• Short exercise: Copy the records below, switching every "Kindly place a point on" to "Please mark" and keeping everything else unchanged.

Dataset records:
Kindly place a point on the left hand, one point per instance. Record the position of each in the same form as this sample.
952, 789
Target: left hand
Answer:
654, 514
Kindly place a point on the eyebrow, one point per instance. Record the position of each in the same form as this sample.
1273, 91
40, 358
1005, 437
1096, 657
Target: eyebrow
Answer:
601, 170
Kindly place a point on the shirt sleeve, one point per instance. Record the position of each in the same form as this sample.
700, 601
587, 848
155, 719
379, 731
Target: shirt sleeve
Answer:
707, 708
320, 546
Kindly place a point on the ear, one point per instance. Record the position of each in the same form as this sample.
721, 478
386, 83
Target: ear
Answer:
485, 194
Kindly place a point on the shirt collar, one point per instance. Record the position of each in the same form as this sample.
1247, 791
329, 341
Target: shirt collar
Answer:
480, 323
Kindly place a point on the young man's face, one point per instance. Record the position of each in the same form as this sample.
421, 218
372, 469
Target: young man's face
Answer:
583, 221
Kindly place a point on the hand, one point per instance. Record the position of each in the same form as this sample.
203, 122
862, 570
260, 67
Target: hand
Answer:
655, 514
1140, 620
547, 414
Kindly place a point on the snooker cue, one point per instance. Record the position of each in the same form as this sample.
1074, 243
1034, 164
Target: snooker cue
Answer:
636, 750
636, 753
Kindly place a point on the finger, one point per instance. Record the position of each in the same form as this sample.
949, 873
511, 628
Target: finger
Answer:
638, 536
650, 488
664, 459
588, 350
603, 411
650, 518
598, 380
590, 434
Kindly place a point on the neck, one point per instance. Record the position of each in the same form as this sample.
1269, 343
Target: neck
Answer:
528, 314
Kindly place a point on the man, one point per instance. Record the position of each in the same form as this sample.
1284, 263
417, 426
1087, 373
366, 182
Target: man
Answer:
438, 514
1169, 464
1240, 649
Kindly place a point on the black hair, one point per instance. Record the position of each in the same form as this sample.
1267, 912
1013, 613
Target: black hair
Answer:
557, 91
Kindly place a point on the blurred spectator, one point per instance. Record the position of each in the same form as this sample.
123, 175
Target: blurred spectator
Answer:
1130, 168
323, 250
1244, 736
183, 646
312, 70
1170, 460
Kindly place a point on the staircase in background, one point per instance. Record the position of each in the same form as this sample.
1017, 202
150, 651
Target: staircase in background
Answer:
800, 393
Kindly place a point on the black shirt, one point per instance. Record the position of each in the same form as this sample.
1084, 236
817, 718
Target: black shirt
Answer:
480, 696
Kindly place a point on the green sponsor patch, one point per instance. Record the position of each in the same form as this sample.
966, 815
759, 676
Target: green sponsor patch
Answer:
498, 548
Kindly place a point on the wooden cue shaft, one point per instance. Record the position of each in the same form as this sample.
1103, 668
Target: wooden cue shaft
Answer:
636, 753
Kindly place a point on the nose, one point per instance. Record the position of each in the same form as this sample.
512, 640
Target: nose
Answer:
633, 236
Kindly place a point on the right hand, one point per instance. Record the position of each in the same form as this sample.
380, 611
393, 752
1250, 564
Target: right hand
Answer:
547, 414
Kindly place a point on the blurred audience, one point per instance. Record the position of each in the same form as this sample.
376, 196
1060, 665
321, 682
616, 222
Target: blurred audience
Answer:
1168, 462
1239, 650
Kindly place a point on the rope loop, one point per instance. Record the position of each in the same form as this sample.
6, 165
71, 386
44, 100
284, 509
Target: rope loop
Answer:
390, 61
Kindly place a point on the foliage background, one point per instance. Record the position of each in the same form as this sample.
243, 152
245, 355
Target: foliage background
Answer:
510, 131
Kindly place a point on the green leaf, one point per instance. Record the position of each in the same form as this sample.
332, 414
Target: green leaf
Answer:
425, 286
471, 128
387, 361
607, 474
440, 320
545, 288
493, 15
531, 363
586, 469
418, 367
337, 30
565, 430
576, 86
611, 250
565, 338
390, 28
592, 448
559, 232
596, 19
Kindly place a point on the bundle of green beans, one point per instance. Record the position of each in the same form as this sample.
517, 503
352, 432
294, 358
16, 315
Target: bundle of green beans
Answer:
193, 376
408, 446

• Answer to this exercise:
Please mark the left hand, one point per instance. Record the position of each in the same form as this sample.
952, 789
Target: left hand
Answer:
654, 514
Please mark the eyebrow, one point per instance. Record the position of each in the same form as this sample.
1273, 91
40, 358
1005, 437
1096, 657
Target: eyebrow
Answer:
601, 170
Please mark the shirt sleeve, one point per instance. Record the position of each in the same form as this sample.
700, 601
587, 848
155, 719
379, 731
Target: shirt sleeve
Answer:
707, 708
320, 546
Please mark the ear, one point per instance. Record the position of each in the same form as this sample.
721, 478
386, 83
Target: ear
Answer:
485, 194
Please mark the shirt collar, one point per instance. Record the position of each in the same form as this sample.
1247, 791
329, 341
Target: shirt collar
Answer:
480, 323
Please mark the young man's face, one point per instance. Record the position of each in the same form as this sample.
421, 218
372, 469
Target: young man's face
Answer:
583, 221
Please mark the hand, one point per instance. Record the position of each in the same form as this sample.
203, 122
862, 570
260, 67
Target: hand
Answer:
655, 514
1140, 620
547, 414
Please mark the snooker cue, one point per instance. Record the position of each in the same form as this sample.
1074, 243
1034, 164
Target: snooker cue
Answer:
636, 750
636, 753
Please mark the finger, one point per instance. Record the position of each in the same form as this sample.
949, 873
511, 628
Target: finger
Answer:
638, 536
650, 488
664, 459
588, 350
603, 411
650, 518
598, 380
590, 434
Please mark the neck, one point per instance. Record the position of each in the same form as this sample.
1269, 343
Target: neck
Answer:
528, 314
Please mark the man, one point per instance. Record the position of each in the same form as this sample.
1284, 263
417, 426
1087, 373
366, 182
Target: man
Answer:
438, 514
1169, 464
1240, 649
Please mark the black hair, one point per instance. Record the position of each in the same form as this sample.
1267, 912
1013, 613
Target: black hair
Answer:
557, 91
Please mark the blurred spectator, one point per instance. Record the position of each in the same form as this sample.
123, 175
Target: blurred spectator
Answer:
1130, 168
323, 250
1244, 736
183, 646
312, 70
1170, 460
Please mark the staircase in background, one point per instance. Record the position of each in the same form as this sample.
1017, 202
150, 651
Target: staircase in background
Answer:
800, 393
Please mark the black shirt, one point per instance. Record the position of each in the same form as this sample.
1084, 236
817, 718
Target: black shirt
Answer:
480, 696
Please mark the green sponsor patch, one point per instance. Record the position of each in the same form as this sample.
966, 815
759, 676
Target: green sponsor patch
Answer:
498, 548
Please mark the wooden cue shaft, one point per instance. Record the position of each in the same form as this sample.
1103, 668
Target: wooden cue shaft
Answer:
636, 753
Please mark the nose, one point per instance. Record the position of each in the same form as this sample.
512, 640
Target: nose
Answer:
633, 236
Please mark the right hand, one point per instance. Record the position of each in the same form as this sample.
380, 611
393, 752
1250, 564
Target: right hand
Answer:
547, 414
Please mark the blurred audience, one point per instance. Record the position of each in the same form as this sample.
376, 196
1060, 665
321, 682
616, 222
Target: blurred audience
Answer:
1168, 462
1239, 650
Please mark the rope loop, one point per instance. Record the position of each in the same form as this sample.
6, 165
71, 386
44, 100
284, 509
Target: rope loop
Answer:
390, 61
Please mark the foliage background, one point per instance. Record the position of each in the same form as this sample.
243, 152
245, 355
Target: foliage background
Answer:
510, 131
Please mark the green leaf, one point per instance. Record the position of each in the same form as this sample.
332, 414
Target: green leaf
Answer:
425, 286
471, 128
387, 361
607, 474
440, 320
545, 288
493, 15
531, 363
586, 469
418, 367
337, 30
565, 430
576, 86
611, 250
565, 338
390, 28
592, 448
559, 232
596, 19
Please mark the bundle of green beans, one point per instance. Record the position of each in the same form as this sample.
517, 503
352, 432
294, 358
16, 315
Target: bundle of green beans
Answer:
193, 376
408, 446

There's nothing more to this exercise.